> [The exercise]
Print, exactly as given, each line of the data from the line containing "[tag] dollar sign" up to and including its last line.

▬▬▬▬▬▬▬▬▬▬

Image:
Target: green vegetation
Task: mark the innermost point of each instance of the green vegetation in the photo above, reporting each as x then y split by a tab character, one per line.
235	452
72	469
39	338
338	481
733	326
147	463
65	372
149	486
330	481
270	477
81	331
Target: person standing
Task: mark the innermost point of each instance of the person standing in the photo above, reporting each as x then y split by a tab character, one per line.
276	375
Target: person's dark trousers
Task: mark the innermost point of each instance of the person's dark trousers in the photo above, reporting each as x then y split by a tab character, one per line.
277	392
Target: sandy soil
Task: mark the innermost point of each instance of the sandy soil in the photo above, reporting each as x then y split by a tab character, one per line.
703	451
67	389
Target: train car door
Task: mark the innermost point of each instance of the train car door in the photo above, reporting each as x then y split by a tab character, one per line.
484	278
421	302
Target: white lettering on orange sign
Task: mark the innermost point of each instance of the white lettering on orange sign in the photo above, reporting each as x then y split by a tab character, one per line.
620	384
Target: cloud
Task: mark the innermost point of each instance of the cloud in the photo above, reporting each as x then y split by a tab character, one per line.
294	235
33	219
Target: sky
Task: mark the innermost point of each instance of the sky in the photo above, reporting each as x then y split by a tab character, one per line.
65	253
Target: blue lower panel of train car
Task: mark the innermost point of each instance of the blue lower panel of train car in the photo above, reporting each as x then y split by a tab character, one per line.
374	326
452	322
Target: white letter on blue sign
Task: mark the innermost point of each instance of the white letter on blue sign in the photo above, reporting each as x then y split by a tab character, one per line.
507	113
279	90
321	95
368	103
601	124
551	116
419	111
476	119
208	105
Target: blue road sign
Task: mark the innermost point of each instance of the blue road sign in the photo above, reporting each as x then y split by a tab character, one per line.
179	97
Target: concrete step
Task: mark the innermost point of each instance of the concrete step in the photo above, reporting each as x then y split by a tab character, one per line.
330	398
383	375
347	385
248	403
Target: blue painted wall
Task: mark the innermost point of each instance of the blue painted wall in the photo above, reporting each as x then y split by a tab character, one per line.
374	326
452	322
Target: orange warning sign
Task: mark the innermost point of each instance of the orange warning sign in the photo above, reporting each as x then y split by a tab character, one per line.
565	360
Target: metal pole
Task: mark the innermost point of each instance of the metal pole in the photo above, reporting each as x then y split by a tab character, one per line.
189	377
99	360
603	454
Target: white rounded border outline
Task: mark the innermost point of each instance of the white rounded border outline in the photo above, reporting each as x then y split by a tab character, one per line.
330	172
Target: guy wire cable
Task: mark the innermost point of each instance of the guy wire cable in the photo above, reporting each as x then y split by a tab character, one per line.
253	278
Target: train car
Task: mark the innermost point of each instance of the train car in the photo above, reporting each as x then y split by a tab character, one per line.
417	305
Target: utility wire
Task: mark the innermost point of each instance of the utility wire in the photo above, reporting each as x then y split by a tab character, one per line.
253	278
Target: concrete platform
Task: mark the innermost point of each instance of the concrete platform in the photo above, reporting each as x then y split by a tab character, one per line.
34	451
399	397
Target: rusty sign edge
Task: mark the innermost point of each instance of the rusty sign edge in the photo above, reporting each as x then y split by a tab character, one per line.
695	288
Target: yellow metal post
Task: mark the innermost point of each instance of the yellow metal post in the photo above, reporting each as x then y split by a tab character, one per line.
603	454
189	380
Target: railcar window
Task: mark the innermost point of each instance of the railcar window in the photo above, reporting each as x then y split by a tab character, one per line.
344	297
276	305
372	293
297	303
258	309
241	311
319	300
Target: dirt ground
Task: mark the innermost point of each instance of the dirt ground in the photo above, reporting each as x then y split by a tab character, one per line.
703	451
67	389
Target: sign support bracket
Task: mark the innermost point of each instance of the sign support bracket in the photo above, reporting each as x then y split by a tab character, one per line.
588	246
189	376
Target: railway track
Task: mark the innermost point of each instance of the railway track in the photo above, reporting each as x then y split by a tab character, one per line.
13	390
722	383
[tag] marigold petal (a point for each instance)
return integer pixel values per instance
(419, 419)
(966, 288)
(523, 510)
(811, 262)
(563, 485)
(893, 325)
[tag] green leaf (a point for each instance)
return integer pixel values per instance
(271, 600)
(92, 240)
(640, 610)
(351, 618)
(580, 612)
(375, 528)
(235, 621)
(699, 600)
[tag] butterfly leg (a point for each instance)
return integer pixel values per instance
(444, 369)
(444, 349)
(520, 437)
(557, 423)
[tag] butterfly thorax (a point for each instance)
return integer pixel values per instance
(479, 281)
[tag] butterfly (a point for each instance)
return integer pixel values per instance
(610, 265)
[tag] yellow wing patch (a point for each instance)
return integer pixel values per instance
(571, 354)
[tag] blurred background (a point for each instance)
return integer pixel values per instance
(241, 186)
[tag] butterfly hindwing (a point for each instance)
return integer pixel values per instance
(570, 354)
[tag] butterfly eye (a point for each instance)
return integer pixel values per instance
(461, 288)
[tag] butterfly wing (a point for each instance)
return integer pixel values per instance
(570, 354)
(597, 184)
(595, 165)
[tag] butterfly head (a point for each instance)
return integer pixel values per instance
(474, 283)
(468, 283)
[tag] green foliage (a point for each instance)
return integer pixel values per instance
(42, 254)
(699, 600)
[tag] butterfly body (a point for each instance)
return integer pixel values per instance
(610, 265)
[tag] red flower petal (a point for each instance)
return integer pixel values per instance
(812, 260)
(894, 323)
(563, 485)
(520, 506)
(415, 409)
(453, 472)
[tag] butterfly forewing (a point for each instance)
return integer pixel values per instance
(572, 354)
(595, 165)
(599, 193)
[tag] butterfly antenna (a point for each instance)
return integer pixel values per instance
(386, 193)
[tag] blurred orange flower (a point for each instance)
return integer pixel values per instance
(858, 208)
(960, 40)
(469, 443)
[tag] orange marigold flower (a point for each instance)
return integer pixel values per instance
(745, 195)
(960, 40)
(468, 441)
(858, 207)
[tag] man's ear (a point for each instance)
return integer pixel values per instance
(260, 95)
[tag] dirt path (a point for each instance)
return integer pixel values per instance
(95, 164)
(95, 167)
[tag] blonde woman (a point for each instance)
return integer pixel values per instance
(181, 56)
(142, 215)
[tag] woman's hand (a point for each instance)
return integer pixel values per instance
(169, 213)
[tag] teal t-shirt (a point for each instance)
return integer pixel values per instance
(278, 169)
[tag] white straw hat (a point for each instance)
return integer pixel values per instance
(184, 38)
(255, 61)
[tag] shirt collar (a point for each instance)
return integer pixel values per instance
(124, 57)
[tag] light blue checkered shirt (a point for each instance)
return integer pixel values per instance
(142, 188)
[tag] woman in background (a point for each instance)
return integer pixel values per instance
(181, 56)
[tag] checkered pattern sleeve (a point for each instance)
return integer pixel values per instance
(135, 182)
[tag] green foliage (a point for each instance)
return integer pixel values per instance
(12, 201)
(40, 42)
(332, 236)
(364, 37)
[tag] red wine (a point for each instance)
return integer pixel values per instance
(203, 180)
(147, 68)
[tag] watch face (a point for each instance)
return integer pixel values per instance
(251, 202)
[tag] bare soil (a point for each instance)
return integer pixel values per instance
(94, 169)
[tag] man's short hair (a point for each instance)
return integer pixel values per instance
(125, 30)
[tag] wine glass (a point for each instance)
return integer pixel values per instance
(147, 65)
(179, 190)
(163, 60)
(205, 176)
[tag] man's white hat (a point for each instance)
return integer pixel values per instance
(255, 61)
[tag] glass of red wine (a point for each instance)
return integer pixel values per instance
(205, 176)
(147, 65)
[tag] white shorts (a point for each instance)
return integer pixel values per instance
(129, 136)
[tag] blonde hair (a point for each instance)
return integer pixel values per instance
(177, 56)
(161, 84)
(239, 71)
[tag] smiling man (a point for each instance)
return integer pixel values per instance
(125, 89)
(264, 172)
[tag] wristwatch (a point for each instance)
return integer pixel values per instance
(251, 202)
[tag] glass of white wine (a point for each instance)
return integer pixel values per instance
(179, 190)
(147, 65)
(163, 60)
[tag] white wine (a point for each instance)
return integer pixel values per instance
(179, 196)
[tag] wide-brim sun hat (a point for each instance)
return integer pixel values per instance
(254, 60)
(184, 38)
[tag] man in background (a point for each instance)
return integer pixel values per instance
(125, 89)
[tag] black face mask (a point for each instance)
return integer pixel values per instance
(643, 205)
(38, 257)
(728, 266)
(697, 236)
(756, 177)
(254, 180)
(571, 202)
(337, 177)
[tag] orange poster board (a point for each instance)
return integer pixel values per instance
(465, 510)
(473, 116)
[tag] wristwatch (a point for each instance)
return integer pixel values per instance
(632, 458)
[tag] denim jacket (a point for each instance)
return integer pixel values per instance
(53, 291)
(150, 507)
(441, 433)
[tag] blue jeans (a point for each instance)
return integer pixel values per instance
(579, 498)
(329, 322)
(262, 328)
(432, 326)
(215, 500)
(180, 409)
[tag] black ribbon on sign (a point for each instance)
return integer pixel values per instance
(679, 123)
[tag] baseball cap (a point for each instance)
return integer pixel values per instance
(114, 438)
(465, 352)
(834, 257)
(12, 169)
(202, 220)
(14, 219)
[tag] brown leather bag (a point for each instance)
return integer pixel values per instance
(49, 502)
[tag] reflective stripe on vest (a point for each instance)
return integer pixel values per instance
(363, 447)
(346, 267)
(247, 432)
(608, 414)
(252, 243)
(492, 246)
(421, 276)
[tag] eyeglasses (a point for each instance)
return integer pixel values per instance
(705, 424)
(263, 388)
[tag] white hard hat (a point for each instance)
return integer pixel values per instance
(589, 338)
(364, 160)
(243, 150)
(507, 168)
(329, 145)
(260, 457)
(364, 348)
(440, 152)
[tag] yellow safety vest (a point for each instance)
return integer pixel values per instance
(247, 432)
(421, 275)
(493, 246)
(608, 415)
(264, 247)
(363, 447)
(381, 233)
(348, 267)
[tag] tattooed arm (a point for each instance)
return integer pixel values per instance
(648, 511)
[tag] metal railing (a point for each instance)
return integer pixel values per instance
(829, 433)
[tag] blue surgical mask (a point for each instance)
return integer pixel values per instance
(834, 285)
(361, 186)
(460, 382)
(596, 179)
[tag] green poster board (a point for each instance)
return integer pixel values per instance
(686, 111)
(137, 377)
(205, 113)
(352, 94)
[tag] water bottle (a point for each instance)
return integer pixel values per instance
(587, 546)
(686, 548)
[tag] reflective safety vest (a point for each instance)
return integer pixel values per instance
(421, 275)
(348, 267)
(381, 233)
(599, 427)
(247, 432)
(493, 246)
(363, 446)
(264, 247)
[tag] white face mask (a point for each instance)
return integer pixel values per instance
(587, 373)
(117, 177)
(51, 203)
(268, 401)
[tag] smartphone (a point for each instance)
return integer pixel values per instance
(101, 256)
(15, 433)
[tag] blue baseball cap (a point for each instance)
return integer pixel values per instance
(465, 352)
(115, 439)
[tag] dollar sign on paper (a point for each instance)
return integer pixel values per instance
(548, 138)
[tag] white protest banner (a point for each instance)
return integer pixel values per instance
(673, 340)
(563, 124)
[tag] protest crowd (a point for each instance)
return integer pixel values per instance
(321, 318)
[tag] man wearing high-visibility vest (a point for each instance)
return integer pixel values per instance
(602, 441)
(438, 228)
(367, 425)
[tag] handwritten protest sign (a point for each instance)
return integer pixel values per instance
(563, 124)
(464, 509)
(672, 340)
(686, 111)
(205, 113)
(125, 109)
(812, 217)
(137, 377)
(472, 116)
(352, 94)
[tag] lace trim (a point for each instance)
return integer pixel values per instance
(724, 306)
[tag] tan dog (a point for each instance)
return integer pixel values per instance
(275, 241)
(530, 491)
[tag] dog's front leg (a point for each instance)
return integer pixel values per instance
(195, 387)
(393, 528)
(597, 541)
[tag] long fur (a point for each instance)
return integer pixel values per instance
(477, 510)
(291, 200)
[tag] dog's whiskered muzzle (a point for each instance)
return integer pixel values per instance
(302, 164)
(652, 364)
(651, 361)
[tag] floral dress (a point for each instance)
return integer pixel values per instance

▬▬▬▬▬▬▬▬▬▬

> [Output of the task]
[tag] dollar sign on paper (a point for each instance)
return integer pixel values per instance
(548, 138)
[tag] white protest banner (a point for each instance)
return integer pixel values per instance
(673, 340)
(563, 124)
[tag] protest crowd (a point for each instance)
return integer pixel values per instance
(321, 318)
[tag] man wearing high-visibility vest (a point for each instance)
return integer pixel values per instance
(602, 441)
(438, 228)
(367, 425)
[tag] handwritten protest sign (a point for each instance)
return integer pixel values per instance
(563, 124)
(464, 509)
(672, 340)
(686, 111)
(205, 113)
(125, 109)
(812, 217)
(137, 377)
(472, 116)
(352, 94)
[tag] lace trim (a point for each instance)
return integer pixel values per instance
(724, 306)
[tag] tan dog (a point for each instance)
return integer pixel values per instance
(275, 241)
(530, 491)
[tag] dog's front leg (a point for each instance)
return integer pixel values per instance
(195, 387)
(393, 528)
(597, 541)
[tag] long fur (a point for each instance)
return integer pixel values per instance
(477, 510)
(291, 200)
[tag] dog's whiskered muzzle (a point for each instance)
return integer pixel values per instance
(302, 164)
(652, 364)
(651, 361)
[tag] floral dress (a point for each instance)
return integer pixel values per instance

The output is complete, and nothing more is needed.